▸ REQUIRED WORK: Every line from the one containing "Return one point per instance of the corrugated" through the end of the data is to be copied exactly, and nothing outside that range.

▼

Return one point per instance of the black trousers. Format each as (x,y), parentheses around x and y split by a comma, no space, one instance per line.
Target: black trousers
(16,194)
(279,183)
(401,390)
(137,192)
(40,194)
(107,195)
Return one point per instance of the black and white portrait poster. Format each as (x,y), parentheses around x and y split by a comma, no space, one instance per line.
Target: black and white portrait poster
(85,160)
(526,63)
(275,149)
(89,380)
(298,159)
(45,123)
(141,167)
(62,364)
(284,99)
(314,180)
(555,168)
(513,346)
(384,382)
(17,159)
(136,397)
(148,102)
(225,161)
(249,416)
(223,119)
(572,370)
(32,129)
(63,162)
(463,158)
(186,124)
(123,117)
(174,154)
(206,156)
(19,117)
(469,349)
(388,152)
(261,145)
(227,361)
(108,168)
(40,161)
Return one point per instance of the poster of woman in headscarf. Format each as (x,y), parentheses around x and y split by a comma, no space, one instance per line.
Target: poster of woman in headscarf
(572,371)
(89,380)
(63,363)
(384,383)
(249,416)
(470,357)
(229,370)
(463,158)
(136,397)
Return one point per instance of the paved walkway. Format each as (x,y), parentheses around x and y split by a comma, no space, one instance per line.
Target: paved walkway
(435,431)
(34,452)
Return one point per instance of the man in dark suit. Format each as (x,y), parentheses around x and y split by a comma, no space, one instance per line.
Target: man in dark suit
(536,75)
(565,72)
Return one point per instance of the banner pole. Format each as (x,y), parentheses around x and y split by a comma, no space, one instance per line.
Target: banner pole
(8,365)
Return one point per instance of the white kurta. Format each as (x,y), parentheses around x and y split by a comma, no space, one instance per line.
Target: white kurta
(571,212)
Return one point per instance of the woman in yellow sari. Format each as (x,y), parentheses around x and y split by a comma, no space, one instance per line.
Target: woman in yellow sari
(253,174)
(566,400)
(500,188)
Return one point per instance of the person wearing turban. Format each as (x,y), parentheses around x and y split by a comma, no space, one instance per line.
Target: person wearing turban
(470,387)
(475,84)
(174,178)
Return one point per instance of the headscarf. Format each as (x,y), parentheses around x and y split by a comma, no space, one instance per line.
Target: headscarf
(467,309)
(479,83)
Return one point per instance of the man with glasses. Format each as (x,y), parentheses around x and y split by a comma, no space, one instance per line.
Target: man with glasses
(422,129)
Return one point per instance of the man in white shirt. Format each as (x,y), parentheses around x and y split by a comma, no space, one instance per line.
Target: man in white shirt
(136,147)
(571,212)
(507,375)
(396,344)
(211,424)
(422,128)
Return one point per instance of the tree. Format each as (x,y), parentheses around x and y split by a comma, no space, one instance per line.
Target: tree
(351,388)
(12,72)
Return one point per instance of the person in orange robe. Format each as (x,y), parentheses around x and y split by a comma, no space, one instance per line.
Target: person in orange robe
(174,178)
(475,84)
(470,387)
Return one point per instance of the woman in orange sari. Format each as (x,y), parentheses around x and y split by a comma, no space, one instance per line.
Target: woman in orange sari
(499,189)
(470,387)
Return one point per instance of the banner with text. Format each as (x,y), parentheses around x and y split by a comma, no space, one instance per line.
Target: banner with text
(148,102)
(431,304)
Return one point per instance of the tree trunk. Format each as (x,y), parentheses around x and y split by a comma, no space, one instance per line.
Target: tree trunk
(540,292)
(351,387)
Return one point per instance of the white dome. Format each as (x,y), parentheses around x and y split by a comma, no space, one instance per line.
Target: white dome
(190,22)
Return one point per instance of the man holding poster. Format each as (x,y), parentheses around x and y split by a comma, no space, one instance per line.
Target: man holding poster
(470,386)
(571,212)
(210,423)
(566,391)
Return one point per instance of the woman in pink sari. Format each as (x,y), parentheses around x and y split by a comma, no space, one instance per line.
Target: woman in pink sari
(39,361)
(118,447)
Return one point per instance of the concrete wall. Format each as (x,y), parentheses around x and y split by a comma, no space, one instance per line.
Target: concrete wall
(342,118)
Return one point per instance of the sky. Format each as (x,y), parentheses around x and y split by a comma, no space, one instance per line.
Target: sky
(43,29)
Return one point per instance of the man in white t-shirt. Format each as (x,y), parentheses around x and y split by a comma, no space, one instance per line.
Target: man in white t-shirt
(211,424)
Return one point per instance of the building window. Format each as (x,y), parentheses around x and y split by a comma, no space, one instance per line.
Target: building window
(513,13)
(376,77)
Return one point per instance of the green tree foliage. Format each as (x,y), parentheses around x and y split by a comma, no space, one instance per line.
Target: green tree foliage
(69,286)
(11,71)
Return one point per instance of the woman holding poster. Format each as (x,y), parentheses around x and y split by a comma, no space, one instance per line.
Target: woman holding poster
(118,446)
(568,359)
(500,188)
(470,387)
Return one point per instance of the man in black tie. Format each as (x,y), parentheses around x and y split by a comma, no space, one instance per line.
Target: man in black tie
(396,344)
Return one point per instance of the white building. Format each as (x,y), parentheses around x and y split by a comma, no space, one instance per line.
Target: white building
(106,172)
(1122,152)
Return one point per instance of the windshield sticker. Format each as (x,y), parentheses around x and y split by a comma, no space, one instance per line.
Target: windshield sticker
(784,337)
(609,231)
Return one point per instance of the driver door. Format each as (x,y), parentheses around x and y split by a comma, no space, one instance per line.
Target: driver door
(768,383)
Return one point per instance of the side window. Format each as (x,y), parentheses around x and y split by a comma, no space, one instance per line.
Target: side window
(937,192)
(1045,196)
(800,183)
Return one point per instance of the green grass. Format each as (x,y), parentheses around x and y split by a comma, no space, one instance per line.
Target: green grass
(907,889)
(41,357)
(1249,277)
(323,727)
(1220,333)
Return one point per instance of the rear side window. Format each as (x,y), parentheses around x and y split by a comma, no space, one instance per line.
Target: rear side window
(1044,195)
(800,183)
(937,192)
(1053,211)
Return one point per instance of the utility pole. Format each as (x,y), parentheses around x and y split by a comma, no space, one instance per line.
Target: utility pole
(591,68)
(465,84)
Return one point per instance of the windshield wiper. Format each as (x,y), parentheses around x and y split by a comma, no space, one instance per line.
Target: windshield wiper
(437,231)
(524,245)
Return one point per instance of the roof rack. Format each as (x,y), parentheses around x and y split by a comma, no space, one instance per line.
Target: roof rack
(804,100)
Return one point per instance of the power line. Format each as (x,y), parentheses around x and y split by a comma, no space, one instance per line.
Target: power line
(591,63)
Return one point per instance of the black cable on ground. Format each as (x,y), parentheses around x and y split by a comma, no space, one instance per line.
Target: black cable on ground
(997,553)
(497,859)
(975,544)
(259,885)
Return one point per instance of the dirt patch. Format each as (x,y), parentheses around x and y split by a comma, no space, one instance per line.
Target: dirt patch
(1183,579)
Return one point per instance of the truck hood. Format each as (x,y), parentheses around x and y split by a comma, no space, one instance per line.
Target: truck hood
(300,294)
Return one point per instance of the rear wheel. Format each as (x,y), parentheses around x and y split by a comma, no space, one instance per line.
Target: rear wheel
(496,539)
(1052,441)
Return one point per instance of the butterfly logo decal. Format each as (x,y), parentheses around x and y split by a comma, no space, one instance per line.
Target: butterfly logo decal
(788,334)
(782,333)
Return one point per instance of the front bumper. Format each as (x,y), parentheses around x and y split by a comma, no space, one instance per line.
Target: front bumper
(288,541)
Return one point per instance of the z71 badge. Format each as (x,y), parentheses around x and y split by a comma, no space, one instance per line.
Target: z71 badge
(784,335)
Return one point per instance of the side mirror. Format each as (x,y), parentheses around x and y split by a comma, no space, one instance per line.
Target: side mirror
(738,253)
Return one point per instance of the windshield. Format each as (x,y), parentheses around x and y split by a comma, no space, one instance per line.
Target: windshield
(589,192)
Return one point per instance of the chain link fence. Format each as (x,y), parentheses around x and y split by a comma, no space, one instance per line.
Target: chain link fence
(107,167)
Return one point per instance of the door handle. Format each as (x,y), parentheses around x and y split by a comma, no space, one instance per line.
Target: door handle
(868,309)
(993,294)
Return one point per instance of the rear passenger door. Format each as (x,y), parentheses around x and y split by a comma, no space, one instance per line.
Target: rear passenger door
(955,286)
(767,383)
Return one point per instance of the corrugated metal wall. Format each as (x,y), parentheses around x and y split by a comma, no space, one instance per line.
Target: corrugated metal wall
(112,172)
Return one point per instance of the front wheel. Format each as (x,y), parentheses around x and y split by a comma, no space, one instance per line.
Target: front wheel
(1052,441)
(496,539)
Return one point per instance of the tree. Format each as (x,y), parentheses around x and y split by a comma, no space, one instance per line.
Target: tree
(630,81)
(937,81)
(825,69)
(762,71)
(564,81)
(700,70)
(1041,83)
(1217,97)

▲

▸ SOLUTION TO THE EXERCISE:
Return one point per instance of the corrugated metal wall. Format each as (x,y), parentheses around x and y split by a comma, no space, one instance per line.
Target: corrugated metal wall
(112,172)
Return one point per instance of the front wheel. Format each as (x,y), parentheses around x and y split by a comma, no space, one instance per line.
Target: front wheel
(1052,441)
(496,539)
Return one point per instance of the tree. Format each as (x,y), parentheses around x and y split by a comma, no space, one instance per line.
Target: tree
(630,81)
(937,81)
(825,69)
(762,71)
(564,81)
(700,70)
(1041,83)
(1217,97)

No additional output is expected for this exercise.